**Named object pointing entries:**
_ _ _ _ _

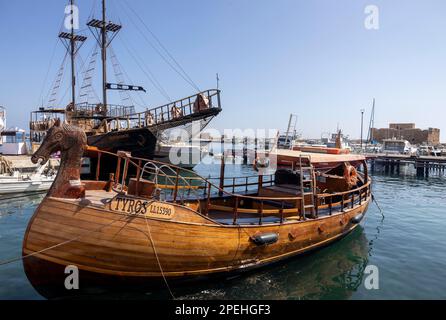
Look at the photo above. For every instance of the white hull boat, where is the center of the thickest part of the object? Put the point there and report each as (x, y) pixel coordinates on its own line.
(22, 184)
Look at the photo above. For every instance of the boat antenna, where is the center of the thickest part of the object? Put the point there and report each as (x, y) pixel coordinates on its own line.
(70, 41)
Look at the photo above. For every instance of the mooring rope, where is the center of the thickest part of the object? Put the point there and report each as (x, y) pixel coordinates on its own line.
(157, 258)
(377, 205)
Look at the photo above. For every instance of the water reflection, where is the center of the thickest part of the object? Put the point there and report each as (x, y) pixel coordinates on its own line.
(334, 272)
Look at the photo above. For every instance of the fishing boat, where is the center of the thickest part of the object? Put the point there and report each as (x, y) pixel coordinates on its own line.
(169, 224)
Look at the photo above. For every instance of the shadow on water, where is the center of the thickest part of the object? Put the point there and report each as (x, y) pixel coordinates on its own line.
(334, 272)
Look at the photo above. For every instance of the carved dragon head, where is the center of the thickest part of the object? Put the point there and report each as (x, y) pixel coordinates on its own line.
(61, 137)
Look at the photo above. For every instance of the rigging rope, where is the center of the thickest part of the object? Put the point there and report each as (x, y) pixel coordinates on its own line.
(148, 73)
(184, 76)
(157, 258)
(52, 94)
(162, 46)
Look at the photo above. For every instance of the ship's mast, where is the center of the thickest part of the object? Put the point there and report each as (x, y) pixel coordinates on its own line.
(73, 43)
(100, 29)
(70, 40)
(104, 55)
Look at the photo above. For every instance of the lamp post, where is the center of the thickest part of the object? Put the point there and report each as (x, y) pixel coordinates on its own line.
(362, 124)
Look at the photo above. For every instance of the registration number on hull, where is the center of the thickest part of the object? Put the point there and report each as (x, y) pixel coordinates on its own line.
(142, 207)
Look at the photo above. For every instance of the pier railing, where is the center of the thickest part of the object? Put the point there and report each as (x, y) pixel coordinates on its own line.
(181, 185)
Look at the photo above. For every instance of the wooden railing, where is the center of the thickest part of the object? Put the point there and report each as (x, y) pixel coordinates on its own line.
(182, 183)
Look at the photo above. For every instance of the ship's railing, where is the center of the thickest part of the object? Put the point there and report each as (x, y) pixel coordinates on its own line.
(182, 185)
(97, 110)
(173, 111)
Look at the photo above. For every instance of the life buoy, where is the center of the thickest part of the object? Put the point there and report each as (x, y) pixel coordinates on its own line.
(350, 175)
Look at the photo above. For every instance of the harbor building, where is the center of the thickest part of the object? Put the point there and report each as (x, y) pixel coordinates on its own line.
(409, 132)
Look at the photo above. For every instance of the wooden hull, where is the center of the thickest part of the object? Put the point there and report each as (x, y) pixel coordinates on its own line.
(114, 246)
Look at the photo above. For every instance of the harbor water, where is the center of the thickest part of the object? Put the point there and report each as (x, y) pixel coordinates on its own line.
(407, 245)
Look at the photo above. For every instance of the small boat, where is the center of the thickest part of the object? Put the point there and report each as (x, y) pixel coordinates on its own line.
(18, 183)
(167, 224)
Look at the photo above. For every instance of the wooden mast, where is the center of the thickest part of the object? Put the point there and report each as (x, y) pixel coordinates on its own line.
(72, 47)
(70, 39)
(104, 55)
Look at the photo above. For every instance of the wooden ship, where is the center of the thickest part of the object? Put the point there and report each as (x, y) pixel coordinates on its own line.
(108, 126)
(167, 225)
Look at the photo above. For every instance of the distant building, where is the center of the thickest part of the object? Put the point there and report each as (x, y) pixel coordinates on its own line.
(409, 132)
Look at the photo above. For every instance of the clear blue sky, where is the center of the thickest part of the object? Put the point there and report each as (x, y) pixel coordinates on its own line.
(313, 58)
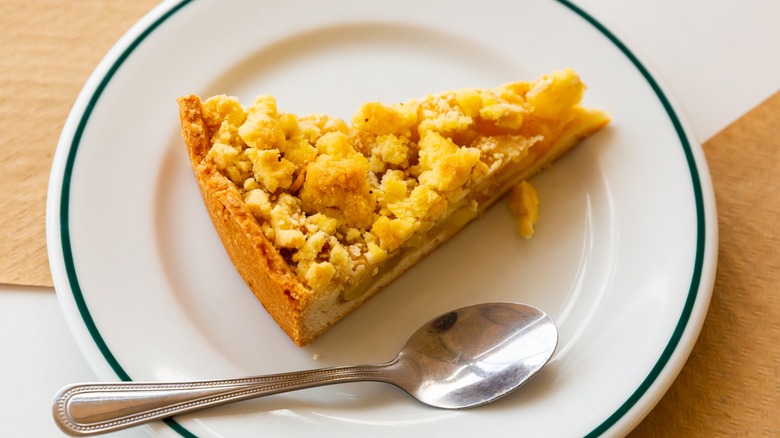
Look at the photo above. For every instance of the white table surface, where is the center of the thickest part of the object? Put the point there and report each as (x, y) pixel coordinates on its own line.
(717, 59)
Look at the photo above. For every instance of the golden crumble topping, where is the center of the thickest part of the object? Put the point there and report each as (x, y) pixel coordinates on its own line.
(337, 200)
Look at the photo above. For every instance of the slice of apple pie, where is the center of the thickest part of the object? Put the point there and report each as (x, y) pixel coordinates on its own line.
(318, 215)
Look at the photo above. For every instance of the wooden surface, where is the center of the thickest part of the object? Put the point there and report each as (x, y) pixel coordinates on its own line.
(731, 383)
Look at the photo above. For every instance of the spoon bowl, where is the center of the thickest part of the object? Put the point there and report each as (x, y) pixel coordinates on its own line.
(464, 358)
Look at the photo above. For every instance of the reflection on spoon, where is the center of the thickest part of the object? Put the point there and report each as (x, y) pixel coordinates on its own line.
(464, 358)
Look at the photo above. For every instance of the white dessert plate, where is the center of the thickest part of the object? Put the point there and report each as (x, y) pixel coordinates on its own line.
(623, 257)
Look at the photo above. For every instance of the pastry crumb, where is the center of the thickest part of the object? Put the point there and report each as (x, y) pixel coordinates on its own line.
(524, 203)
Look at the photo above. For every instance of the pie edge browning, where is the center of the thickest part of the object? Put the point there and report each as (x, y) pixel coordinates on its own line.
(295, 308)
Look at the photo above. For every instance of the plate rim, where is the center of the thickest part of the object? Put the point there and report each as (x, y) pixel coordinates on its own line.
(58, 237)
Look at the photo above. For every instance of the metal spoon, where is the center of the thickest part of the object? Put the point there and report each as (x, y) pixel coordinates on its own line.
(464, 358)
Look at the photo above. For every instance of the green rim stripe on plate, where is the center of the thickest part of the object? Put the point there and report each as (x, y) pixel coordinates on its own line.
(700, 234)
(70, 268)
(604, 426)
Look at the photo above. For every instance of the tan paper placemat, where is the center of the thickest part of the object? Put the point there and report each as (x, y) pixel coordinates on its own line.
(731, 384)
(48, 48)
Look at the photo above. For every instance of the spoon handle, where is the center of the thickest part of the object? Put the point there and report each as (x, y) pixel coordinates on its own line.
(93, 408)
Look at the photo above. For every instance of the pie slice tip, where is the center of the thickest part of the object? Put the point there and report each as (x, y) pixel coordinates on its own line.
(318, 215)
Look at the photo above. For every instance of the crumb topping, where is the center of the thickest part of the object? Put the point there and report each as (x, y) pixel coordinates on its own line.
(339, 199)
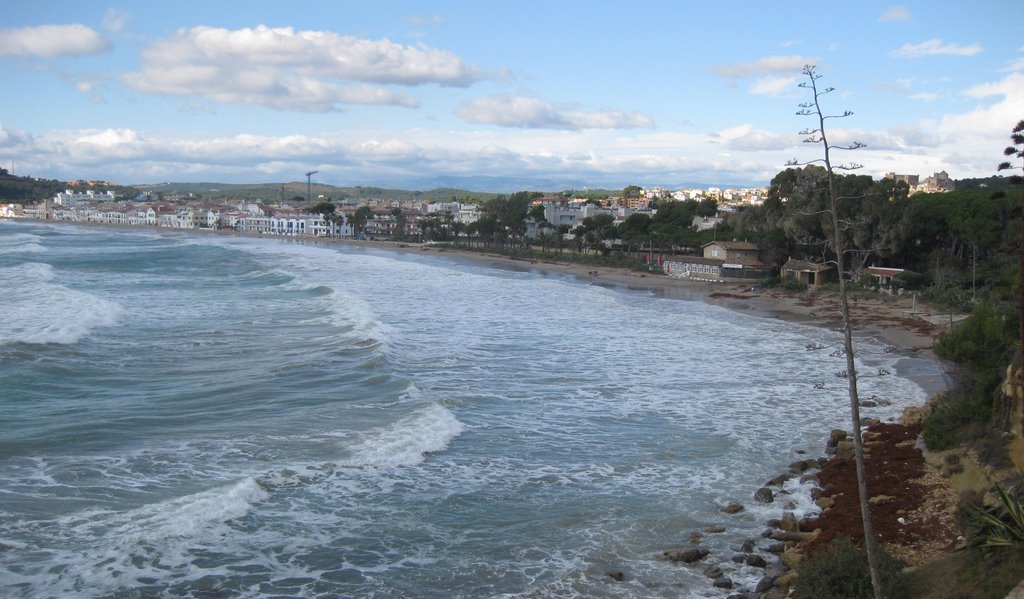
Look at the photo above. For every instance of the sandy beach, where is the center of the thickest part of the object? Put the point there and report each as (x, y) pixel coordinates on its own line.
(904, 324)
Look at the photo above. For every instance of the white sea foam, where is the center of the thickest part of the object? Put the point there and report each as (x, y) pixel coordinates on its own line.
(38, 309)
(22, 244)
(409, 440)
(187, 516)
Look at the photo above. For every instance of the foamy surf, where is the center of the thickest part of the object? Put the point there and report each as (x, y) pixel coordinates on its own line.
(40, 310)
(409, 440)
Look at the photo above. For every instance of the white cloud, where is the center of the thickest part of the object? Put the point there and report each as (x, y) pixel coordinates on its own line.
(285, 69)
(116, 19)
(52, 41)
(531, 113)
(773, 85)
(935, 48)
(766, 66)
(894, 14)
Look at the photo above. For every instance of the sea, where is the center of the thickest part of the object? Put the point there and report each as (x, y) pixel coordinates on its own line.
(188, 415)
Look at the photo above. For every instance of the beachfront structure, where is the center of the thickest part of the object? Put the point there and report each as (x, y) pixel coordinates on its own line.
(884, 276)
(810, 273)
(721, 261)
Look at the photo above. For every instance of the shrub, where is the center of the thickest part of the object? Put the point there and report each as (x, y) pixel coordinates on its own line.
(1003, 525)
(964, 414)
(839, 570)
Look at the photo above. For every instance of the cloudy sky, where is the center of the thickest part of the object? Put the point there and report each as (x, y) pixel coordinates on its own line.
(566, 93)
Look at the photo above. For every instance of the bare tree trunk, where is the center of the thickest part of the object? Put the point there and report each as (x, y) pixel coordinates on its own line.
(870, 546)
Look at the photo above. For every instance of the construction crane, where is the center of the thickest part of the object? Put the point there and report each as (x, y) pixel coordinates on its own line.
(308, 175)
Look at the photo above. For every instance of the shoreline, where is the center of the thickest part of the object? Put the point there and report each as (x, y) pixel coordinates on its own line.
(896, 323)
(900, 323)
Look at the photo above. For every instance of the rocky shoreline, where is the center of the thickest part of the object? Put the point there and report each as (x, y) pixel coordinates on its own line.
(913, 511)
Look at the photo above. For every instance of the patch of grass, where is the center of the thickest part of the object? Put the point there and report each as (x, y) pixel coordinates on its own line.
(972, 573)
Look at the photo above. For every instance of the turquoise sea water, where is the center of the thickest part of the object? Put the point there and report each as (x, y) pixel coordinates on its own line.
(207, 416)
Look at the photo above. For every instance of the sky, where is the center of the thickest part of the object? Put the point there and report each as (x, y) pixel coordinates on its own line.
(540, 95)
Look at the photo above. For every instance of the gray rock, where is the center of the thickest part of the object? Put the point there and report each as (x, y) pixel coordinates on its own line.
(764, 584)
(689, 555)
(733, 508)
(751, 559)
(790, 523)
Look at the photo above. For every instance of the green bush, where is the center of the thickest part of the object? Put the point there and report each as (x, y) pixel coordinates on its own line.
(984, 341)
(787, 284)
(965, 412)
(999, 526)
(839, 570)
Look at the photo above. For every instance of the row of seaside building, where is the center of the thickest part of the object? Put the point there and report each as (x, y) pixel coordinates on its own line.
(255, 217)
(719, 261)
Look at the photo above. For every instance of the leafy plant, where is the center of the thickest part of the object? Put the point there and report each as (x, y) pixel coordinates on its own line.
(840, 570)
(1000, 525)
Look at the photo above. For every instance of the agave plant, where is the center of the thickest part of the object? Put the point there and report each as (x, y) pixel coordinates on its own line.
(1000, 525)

_ _ _ _ _

Each line from the one with "the shoreline, where" through the last line of the records must be written out word for word. Include nothing else.

**PROBLEM SOLUTION:**
Look at the photo above. For every instance of the shoreline, where is the center of the thickest part of the object? Put the point there and report each as (x, y) pixel coordinates on its own line.
(896, 323)
(900, 323)
Look at the photo above. For every instance of the rocky shoreline, where is the center of the thickest part of the object? Put the point there and report each as (x, y) pixel coordinates on its own line.
(913, 511)
Look at the photo above. For every instance of the patch of grass, where is the center of the thickest part of the object? Put the point there and report each as (x, y) pixel coordinates on its own line.
(972, 573)
Look at the photo above. For every instance of the turquoise sea water, where is the center of the thickest part of the object? Put the point there and report each as (x, y) pixel coordinates on its own line.
(207, 416)
Look at the photo above. For every instance of the sky, where is the center of the thickest part of the object? Put the point there and report each as (x, y) pixel coordinates on its own line.
(540, 95)
Look at the photo above. For every instance of the gray rock, where is the center of the thickest part of the object? Put the point there and report each as (x, y) pixel coordinates on its own line.
(764, 584)
(689, 555)
(733, 508)
(751, 559)
(790, 523)
Look at the photo above. For every instance of the green bush, where is the center of the thickest part of the object? Put the point there and report each as (x, y) pixel coordinates on its own line.
(984, 341)
(787, 284)
(965, 412)
(999, 526)
(839, 570)
Look at the photo above. For every instance of the row of seaside building, where is the center of the thickest part of the object? Put the point there and report each as (x, y) pixel coordinates on its own line.
(255, 217)
(719, 261)
Look at the photo above. For every instance of the leafy plant, where is the center of the thickest part of the object? Put the point there and report each as (x, y) pixel coordinates on its own line.
(840, 570)
(1000, 525)
Look at the photo above. For every instance of the agave plant, where is the center of the thickest part of the object? Put the point there and report each as (x, y) pixel coordinates on its own line.
(1000, 525)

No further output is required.